Exercise 1:
Can you retype the Scout supervision passage, starting with the words containing "Who chewed you" and ending with "and a dad.)"?
Exercise 2:
What comes next in the Scout supervision passage? Continue it from the point where it stops.

Extract:
● ● ●

In another discussion I spoke of the chaos of new scouts. They go crazy on the elixir of independence and run as fast and as far as they can waiting for someone to yell, SSSSTOP!  The adventure for th

Who chewed you out?  An NT staffer?  A Philmont staffer told a crew in my contingent that they needed only one canteen and no insulation layer on their trek, which included 29 hours with no source of water in an 18-mile segment with a 3400 foot climb, sleeping dry at 9000 feet.  A Sea Base staffer told one of our SAs that two of the four adults on the trip "always had to be present." "One adult with the boys is OUT!"  A Council adult employee on camp staff told me last Summer that I could not meet with four MB candidates without another adult present. I was told by a DE at Roundtable two months ago that adults had to present on an in-town, three mile day hike to a park and back to eat lunch and do a bird survey (The route having been surveyed by the SM and a dad.)

● ● ●

Given data:
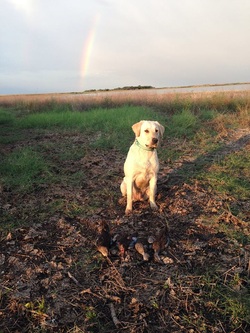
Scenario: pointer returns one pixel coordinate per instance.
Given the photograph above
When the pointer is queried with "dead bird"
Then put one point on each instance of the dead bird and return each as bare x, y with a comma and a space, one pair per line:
126, 242
160, 242
140, 249
104, 240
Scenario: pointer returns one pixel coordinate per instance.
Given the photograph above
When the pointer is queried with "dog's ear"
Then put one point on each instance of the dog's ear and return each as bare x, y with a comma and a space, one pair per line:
137, 128
161, 128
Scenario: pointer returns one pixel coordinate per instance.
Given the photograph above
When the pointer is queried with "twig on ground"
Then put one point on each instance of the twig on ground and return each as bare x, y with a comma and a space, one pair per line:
74, 279
113, 315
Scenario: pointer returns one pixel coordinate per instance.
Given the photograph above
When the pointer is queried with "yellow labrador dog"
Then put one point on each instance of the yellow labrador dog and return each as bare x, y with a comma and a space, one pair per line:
141, 166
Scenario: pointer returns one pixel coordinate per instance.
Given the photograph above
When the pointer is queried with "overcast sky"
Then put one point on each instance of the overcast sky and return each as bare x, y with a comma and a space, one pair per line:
75, 45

● ● ●

Written answer 1:
Who chewed you out?  An NT staffer?  A Philmont staffer told a crew in my contingent that they needed only one canteen and no insulation layer on their trek, which included 29 hours with no source of water in an 18-mile segment with a 3400 foot climb, sleeping dry at 9000 feet.  A Sea Base staffer told one of our SAs that two of the four adults on the trip "always had to be present." "One adult with the boys is OUT!"  A Council adult employee on camp staff told me last Summer that I could not meet with four MB candidates without another adult present. I was told by a DE at Roundtable two months ago that adults had to present on an in-town, three mile day hike to a park and back to eat lunch and do a bird survey (The route having been surveyed by the SM and a dad.)

Written answer 2:
 

Satan has been sued - in U.S. District Court.  That is also reality.    Sometimes you get chewed out even when following all rules. What you do then is on you, not the chewers.   You can minimize encountering the wrong-headed and ignorant, but you cannot insure they won't happen. They are part of the environment.  

 

The most likely occasion for a lawsuit is a motor vehicle accident.  I take it you drive kids to camp.  

 

It's your decision, but I thought you had some experience that revealed an unacceptable risk of harm to the kids.

 

Sure it a matter of balance, but one could be run down by a car within reach.

________________________________________

The best revenge is good program.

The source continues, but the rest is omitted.